Write out exactly the line containing "Example: locate every low" along with each line that follows it in the records below, and no others.

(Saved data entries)
++++++++++
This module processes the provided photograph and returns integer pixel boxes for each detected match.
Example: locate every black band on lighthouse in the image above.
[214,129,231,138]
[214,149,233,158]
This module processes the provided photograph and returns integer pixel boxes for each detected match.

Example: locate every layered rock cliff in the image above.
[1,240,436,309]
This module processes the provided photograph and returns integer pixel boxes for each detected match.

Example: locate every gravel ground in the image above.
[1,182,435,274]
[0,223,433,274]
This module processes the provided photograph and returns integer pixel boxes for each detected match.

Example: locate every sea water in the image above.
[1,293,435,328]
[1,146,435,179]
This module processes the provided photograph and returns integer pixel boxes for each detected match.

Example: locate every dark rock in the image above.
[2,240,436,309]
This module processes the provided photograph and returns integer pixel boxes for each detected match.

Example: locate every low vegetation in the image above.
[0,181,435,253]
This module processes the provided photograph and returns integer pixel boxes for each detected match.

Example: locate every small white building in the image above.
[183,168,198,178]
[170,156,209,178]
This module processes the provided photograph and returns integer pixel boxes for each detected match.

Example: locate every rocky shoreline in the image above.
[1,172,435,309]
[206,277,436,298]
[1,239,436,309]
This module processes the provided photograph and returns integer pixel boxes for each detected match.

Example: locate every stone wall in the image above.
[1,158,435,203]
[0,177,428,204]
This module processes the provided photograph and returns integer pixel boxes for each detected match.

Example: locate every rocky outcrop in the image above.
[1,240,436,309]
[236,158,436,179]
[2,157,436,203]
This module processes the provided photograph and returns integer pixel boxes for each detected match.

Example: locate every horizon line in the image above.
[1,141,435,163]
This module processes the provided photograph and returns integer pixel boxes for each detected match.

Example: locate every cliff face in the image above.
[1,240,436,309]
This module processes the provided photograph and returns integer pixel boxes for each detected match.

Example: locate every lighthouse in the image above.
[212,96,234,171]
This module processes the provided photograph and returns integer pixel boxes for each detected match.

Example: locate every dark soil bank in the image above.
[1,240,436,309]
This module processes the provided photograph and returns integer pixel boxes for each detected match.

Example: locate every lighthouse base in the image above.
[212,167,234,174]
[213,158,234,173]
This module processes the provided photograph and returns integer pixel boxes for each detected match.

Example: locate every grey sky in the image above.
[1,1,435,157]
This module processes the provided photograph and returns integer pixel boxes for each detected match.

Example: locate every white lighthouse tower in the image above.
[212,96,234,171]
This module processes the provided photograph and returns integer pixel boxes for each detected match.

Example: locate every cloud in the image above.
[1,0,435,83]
++++++++++
Response |
Example: locate every low vegetation in the image above.
[0,181,435,253]
This module processes the provided photograph and returns integer pixel boxes for each detected match.

Example: locate every small white building in the image above.
[183,168,198,178]
[170,156,209,178]
This module processes the provided photograph and returns integer pixel boxes for each detected match.

Example: locate every rocky shoreline in the image above.
[1,172,435,309]
[206,277,436,298]
[1,239,436,309]
This module processes the provided photograph and returns integer pixel boxes for each detected match.

Example: locate every stone wall in the image above.
[1,158,435,203]
[0,177,428,204]
This module processes the provided photograph and returns integer pixel boxes for each detected match.

Example: locate every rocky outcrop in the image above.
[1,240,436,309]
[236,158,436,179]
[2,157,436,203]
This module processes the provided photograph and returns integer pixel boxes for each detected match.

Example: locate every horizon line in the image above.
[1,141,435,163]
This module processes the provided photograph and returns integer pixel boxes for each detected match.

Example: locate every cliff face in the image above.
[1,240,436,309]
This module processes the provided photograph and returns integer pixel boxes for each detected match.

Example: locate every lighthouse in the image above.
[212,96,234,171]
This module processes the provided photograph and returns integer pixel boxes for each detected match.

Example: locate every dark soil bank in the image above.
[1,240,436,309]
This module processes the provided photograph and returns integer pixel boxes for each detected match.

Example: locate every lighthouse base in the image above.
[212,167,234,174]
[213,158,234,173]
This module processes the provided photograph and returns integer pixel boxes for each detected match.

Example: locate every grey sky in the image above.
[1,1,435,157]
This module processes the provided photograph and returns integer pixel boxes for each detected match.

Example: locate every white lighthouse tower in the image above.
[212,96,234,171]
This module processes the provided photograph and returns integer pixel boxes for each detected match.

Example: locate every cloud in the image above.
[1,0,435,83]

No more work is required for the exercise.